Take the line that contains "# Scan for the blurred background hillside" as the first line and the last line of the material below as the final one; reproduce exactly the lines between, inclusive.

--- START OF The input ---

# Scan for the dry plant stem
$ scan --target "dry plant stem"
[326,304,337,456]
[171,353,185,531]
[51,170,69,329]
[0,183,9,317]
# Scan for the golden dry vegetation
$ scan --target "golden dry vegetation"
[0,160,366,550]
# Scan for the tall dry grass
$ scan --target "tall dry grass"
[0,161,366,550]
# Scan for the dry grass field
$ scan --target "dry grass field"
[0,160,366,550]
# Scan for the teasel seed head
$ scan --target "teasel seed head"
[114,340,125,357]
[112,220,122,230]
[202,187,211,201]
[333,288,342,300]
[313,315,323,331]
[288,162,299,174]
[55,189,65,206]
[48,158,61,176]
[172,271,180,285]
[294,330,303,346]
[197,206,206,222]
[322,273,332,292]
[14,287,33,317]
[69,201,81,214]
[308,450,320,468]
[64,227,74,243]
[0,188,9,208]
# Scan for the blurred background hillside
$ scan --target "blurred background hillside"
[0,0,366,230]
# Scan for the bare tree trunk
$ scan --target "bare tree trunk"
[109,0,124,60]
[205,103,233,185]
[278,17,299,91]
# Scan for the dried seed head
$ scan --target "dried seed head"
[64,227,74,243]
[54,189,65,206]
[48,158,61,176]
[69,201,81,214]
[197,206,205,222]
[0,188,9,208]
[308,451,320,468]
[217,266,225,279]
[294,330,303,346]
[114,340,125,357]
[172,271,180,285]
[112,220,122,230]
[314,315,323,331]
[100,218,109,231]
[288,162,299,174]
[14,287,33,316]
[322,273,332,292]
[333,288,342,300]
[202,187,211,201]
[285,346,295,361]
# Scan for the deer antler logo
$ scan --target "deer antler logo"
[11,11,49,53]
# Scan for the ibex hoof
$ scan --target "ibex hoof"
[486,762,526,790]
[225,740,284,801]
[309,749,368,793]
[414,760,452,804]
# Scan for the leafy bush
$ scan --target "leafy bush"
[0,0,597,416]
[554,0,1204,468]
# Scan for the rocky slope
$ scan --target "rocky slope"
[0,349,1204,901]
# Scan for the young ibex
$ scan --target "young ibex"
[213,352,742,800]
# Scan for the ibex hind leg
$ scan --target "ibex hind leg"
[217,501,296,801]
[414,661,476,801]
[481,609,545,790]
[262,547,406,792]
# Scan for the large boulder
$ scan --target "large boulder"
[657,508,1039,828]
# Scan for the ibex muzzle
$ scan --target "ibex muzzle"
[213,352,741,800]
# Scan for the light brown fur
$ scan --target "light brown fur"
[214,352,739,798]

--- END OF The input ---

» **Expected answer**
# Scan for the blurred background hillside
$ scan --target "blurred background hillside"
[0,0,366,230]
# Scan for the bare tree trunk
$ scan --target "bare tree trunk"
[109,0,124,60]
[205,103,233,185]
[278,17,299,91]
# Scan for the dried seed head
$ scan --target "dried seed head"
[64,227,74,243]
[54,189,65,206]
[48,158,61,176]
[69,201,81,214]
[197,206,205,222]
[0,188,9,208]
[308,451,320,468]
[217,266,225,279]
[294,330,303,346]
[114,340,125,357]
[172,271,180,285]
[112,220,122,230]
[314,315,323,331]
[100,218,109,231]
[288,162,299,174]
[14,287,33,316]
[322,273,332,292]
[333,288,342,300]
[202,187,211,201]
[285,346,295,361]
# Scan for the deer antler logo
$ scan --target "deer antler logo"
[11,11,49,53]
# Scan for the ibex hoof
$ scan --target "ibex hoof"
[486,762,526,790]
[225,740,284,801]
[309,749,368,793]
[414,760,452,804]
# Scan for the leafy bush
$ scan --target "leafy bush"
[0,0,597,416]
[554,0,1204,468]
# Scan for the rocky slope
$ scan --target "rocky slope"
[0,349,1204,901]
# Scan for the young ibex
$ scan --target "young ibex"
[213,352,742,800]
# Scan for the ibex hind leg
$ scan --target "ibex hind leg"
[217,501,296,801]
[414,661,476,801]
[481,609,545,790]
[262,547,406,792]
# Scan for the large boulder
$ scan --target "large boulder"
[657,508,1039,828]
# Scan for the ibex muzzle
$ scan --target "ibex muzzle"
[213,352,741,800]
# Scan for the light brown fur
$ scan --target "light brown fur"
[214,352,739,798]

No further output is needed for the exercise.